### TASK OBJECTIVE
Locate each line of the data below that contains the word "negative" and copy those lines.

### PROVIDED DATA
Start of Block

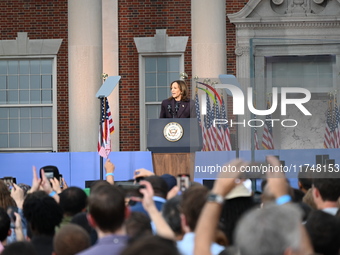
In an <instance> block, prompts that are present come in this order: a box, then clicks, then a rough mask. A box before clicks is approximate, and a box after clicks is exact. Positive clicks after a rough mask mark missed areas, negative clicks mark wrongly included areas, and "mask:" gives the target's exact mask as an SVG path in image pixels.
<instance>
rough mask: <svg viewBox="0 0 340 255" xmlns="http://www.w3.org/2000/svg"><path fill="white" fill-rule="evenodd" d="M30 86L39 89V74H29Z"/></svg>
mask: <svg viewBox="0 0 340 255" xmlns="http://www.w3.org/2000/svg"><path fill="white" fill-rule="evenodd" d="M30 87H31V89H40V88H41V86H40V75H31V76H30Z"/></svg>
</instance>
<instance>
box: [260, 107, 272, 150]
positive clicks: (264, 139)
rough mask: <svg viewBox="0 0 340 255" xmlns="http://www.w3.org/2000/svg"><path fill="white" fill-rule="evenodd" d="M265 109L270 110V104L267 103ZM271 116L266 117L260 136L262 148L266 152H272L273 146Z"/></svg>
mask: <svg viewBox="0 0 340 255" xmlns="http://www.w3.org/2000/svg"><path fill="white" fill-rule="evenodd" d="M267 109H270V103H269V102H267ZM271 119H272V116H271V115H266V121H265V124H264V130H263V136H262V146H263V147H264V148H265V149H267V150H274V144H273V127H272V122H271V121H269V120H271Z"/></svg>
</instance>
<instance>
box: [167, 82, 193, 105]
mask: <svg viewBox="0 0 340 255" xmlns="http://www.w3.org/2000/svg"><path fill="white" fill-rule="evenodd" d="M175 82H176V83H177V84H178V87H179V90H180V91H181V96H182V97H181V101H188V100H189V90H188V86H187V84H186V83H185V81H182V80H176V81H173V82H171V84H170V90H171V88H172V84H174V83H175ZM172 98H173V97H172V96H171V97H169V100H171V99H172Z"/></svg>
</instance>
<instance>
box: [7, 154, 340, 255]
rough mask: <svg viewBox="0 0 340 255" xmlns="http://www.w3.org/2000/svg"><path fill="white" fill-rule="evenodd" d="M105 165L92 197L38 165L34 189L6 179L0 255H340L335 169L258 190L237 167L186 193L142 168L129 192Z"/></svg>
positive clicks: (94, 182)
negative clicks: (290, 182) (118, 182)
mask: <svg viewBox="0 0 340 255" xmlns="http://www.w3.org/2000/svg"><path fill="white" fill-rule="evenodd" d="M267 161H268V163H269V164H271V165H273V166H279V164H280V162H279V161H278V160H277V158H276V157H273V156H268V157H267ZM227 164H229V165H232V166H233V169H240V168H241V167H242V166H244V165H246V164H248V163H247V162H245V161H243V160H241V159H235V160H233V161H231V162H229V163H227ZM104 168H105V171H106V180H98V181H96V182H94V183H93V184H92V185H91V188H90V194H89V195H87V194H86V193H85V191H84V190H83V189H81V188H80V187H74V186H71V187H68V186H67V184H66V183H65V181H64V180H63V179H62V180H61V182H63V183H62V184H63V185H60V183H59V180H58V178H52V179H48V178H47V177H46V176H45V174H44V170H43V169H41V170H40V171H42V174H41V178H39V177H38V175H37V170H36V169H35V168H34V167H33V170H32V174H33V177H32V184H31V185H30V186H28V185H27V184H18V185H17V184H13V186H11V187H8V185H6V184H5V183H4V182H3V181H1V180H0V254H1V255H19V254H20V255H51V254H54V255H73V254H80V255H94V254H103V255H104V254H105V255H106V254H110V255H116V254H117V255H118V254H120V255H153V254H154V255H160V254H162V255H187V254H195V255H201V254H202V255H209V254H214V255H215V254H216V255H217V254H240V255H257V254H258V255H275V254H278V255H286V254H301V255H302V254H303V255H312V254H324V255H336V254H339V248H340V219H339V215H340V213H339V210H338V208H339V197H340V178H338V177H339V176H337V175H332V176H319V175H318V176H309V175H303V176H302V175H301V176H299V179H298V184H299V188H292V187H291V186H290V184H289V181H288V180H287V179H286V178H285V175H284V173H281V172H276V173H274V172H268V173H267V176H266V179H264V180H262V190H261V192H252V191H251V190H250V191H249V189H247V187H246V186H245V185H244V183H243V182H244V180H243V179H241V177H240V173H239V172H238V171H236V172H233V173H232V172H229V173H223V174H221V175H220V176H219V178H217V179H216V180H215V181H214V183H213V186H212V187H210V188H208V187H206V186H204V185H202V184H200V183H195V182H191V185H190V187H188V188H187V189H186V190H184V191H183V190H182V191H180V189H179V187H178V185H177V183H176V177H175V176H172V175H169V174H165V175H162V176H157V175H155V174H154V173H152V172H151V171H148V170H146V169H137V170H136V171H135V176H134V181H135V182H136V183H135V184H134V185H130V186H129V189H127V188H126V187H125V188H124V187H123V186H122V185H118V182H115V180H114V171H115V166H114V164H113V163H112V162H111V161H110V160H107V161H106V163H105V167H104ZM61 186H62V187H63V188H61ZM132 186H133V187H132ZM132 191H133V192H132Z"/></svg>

End of Block

### FINISHED EXERCISE
In an <instance> block, prompts that are present come in this order: a box, then clicks, then a rough mask. A box before clicks is approximate, and a box after clicks is exact. Positive clicks after a rough mask mark missed areas, negative clicks mark wrongly included areas, and "mask:" gives the target's exact mask as an SVG path in image pixels.
negative clicks: (290, 182) (118, 182)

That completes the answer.